_Prompt A_. Repeat the stored listing word for word from its first line through the line containing "positive clicks: (115, 73)", leaving the pictures out.

Don uses holistic management techniques on the ranch. I like to say of guys like him that they raise grass and manage it with cattle.

It's been a tough couple years for everybody in northeast Wyoming. But by strategic pasture rotation, the Kinstetters have been able to navigate the drought without decreasing their herd.

All work and no play makes Jack a dull boy. Don balances his ranch responsibilities by hanging out in his wood shop, building things mainly for the Church. That’s holistic life management. 

He's fairly well cultured too. He wanted Gerry to cook some Paella, a Spanish staple.

Not bad ol' son.

One thing I love most about ranching is that no two operations are the same. Each one is tailored to the specific advantages and limitations that the rancher has to work with. Don has maximized their ranch's potential by not just thinking of the bottom dollar but by considering all aspects involved in ranching, family, land, water, fences, the future, sanity, cattle... The list goes on. But the real secret to his success is putting God and his Catholic faith first. If you learn anything on this field trip, partner, I hope it's to seek ye first the Kingdom of God... then all these things will be added unto you.

Wednesday, January 26, 2022

Deep Roots

Be more concerned about your roots than your fruits.


Indoor Ranching

Spring is on its way, so we thought we better start to get some miles under the horses. Ryan and Anna Huxtable invited us to join them at the barn down in Wright to ride around inside, outside of the weather.

To our surprise, the horse were eager to go after four months of vacation.

This place is cool. Not sure we've ever rode in such class.

Looking good ol' son. I think Chief and you will make a good pair. Wear that hat with pride, even if it is January. 

On to the next one.

Cleaning up after ourselves is a small price to pay for such a great experience. Riding indoors during the winter months makes keeping the horses fresh enjoyable for them and us. Don't get used to it though, partner. We've got some real cowboying on the horizon. 

Tuesday, January 25, 2022


Converts to the Catholic faith, like visitors from another country, help us appreciate what we already have.


Sunday, January 23, 2022

Word of God

You can't cram the Christian language. Study Sacred Scripture.


Friday, January 21, 2022

The Boys are Back in Town

Our buddy Gerry (Gerardo Maristany Marques) from Spain came to Gillette to give Kurt and I a visit. Campbell County is his first taste of the United States, so we thought we'd give him a real Wyoming welcome.

_Prompt B_. Write the next part of the Wyoming ranch blog text, picking up right after its last sentence.

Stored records
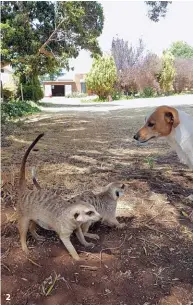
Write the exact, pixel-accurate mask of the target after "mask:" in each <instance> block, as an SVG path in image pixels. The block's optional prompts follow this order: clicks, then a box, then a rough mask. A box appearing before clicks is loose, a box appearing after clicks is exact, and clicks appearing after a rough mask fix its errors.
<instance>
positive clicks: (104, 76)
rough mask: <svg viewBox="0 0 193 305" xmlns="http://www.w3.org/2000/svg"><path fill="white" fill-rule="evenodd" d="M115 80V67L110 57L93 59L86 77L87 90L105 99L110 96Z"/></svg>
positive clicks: (115, 73) (116, 77) (115, 68)
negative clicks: (89, 71)
mask: <svg viewBox="0 0 193 305" xmlns="http://www.w3.org/2000/svg"><path fill="white" fill-rule="evenodd" d="M116 78H117V73H116V66H115V62H114V60H113V57H112V56H103V57H98V58H95V59H94V61H93V64H92V67H91V70H90V72H89V73H88V74H87V77H86V85H87V88H88V89H90V90H91V91H92V92H93V93H95V94H97V95H98V96H99V98H100V99H105V98H106V97H107V96H108V95H110V94H112V92H113V88H114V84H115V81H116Z"/></svg>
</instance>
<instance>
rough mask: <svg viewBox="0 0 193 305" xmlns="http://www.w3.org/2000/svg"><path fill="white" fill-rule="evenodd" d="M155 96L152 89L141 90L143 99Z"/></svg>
mask: <svg viewBox="0 0 193 305" xmlns="http://www.w3.org/2000/svg"><path fill="white" fill-rule="evenodd" d="M154 95H155V92H154V89H153V88H152V87H145V88H144V89H143V94H142V96H143V97H153V96H154Z"/></svg>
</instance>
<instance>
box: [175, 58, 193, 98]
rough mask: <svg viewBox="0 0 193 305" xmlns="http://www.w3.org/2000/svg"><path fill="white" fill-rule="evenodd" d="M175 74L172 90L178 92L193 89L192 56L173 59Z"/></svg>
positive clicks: (192, 58)
mask: <svg viewBox="0 0 193 305" xmlns="http://www.w3.org/2000/svg"><path fill="white" fill-rule="evenodd" d="M174 65H175V69H176V75H175V78H174V84H173V85H174V91H175V92H177V93H180V92H182V91H184V90H192V89H193V58H192V59H190V58H176V59H175V63H174Z"/></svg>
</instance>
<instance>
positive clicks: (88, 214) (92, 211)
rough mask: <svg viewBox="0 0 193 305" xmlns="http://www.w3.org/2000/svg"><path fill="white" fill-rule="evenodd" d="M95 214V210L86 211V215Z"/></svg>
mask: <svg viewBox="0 0 193 305" xmlns="http://www.w3.org/2000/svg"><path fill="white" fill-rule="evenodd" d="M93 214H94V212H93V211H89V212H86V215H88V216H91V215H93Z"/></svg>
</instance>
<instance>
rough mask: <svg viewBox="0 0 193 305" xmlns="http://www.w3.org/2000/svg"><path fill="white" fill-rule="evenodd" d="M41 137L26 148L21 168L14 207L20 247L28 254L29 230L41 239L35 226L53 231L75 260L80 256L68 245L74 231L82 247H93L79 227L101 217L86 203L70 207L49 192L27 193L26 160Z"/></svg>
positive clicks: (100, 217) (59, 199)
mask: <svg viewBox="0 0 193 305" xmlns="http://www.w3.org/2000/svg"><path fill="white" fill-rule="evenodd" d="M43 135H44V134H40V135H39V136H38V137H37V138H36V139H35V140H34V141H33V143H32V144H31V145H30V146H29V148H28V149H27V151H26V153H25V155H24V157H23V160H22V164H21V170H20V179H19V200H18V205H17V208H18V229H19V234H20V241H21V246H22V249H23V251H24V252H25V253H26V254H28V253H29V250H28V247H27V243H26V235H27V231H28V229H29V230H30V232H31V233H32V235H33V236H34V237H35V238H36V239H41V236H39V235H38V234H37V233H36V232H35V226H36V223H37V224H39V225H40V226H42V227H43V228H45V229H47V230H54V231H56V232H57V233H58V235H59V237H60V239H61V241H62V242H63V244H64V245H65V247H66V248H67V250H68V251H69V253H70V254H71V256H72V257H73V258H74V259H75V260H78V259H79V256H78V253H77V252H76V250H75V248H74V246H73V245H72V243H71V241H70V235H71V234H72V232H73V231H75V233H76V236H77V238H78V239H79V241H80V243H81V244H83V245H84V246H90V245H93V244H92V243H88V242H87V241H86V240H85V238H84V235H83V233H82V229H81V225H83V224H85V223H87V222H89V223H90V221H92V222H96V221H98V220H99V219H100V218H101V217H100V214H99V213H97V212H96V210H95V208H94V207H93V206H92V205H90V204H88V203H86V202H81V201H79V202H78V203H70V202H68V201H65V200H64V199H63V198H62V197H60V196H58V195H56V194H55V193H54V192H53V191H52V190H43V189H35V190H28V189H27V187H26V179H25V164H26V161H27V157H28V155H29V153H30V151H31V150H32V148H33V147H34V146H35V145H36V143H37V142H38V141H39V140H40V138H42V137H43Z"/></svg>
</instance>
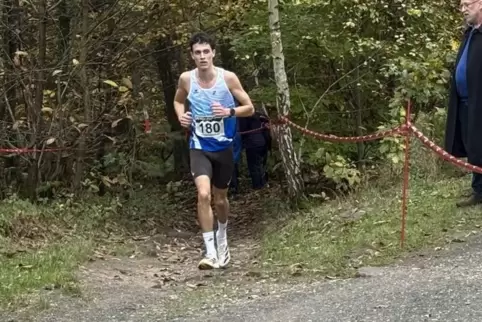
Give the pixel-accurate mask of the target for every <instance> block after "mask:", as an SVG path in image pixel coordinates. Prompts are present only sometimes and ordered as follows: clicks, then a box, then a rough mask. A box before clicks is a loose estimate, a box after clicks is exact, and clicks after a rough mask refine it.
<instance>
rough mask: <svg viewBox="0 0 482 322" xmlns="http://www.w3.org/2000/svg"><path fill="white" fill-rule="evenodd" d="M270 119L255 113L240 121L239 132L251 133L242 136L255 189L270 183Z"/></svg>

_Task answer A_.
Write the exact, pixel-accurate mask of the target after "mask:" in each <instance> block, as an SVG path in image pixels. The block's optional prompts follow this order: clicks, then a box, then a rough mask. A box appearing before clicks is loose, a box appearing after clicks is exact, and clicks appearing after a rough mask fix its errors.
<instance>
positive clicks: (104, 76)
rough mask: <svg viewBox="0 0 193 305" xmlns="http://www.w3.org/2000/svg"><path fill="white" fill-rule="evenodd" d="M115 80V67L110 57L93 59L86 77L87 90L105 99L110 96Z"/></svg>
positive clicks: (115, 73) (116, 77) (115, 68)

_Task answer B_.
Doug and Suzi Carr had this three year old steer that they were tired of feeding, so they most generously gave it to Fr. Bryce and his cattle company. Much appreciated. 

No more contraption, we're right up town now. I was very pleased with how our lift bed worked with the cows. Didn't grunt at all, but it did lift off the ground the front wheels of White Horse at one point. 

Looking good ol' son. Way to jump in with both hands. 

Cow heart for dinner.

It's great having Gerry around to hang with. It's been so fun seeing the surprise in his eyes as he experiences all the things that make America land of the free and home of the brave. He'll be here for three weeks. I think we'll mange to find a thing or two to do. Stay tuned. 

Wednesday, January 19, 2022

White Horse

One proof that I went all in with the Lord when I went to seminary is that I gave my truck to the monastery and bought a Subaru. It served me well for the eight years of school, but when over, it was time return to my cowboy roots. 

The name White Horse came from my favorite tack store in Thermop. But it is also fitting because she has been Faithful and True. Rev. 19:11

Getting a pickup was heavy on my heart in the fall of 2016. Over Thanksgiving I was driving to Newcastle to visit my cousin. Upon entering town, I happen to turn my head and there she was. My future truck. 2012 3500HD Chevy Silverado with 135,000 miles on the 6.0. Just broke in. 

The first order of business was to put on a set of BFG's and fit her with Grandpa's stockracks.

She has served me well through thick and thin...

...through good times and bad.

She has been essential in my ranching...

...and farming.

Though she has been irreplaceable in our butchering, we both felt she could up her game.

The idea of a flatbed had crossed my mind, but when Dcn. Kim planted the seed of a bale feeder bed I was sold. This gem came out of an auction company in of Billings MT. Though it was a bit tweaked and the wrong size, it had the potential to fit my ole girl. 

Beings I overslept my flight to Hawaii and missed the trip of a lifetime, I decided to spend the week back home, renewing my relationship with White Horse.

I'm no stranger to putting on flatbeds. In my early days in Helena, part of my job was installing flatbeds of various sorts. The main problem with this bed was it was too long. We had to cut 14" off the front and narrow the headache rack. 

I love working in the shop. A solid five days together with Dad was necessary to accomplish a mission of this caliber. 

With the welder I will solve my problem. Psalm 49:4

The lift arms on a bale feeder bed are going to be the greatest asset when slaughtering cows. However they are not long enough to string up a cow. So we built these arm extensions. You should see me with chopsticks. 

Giddy up.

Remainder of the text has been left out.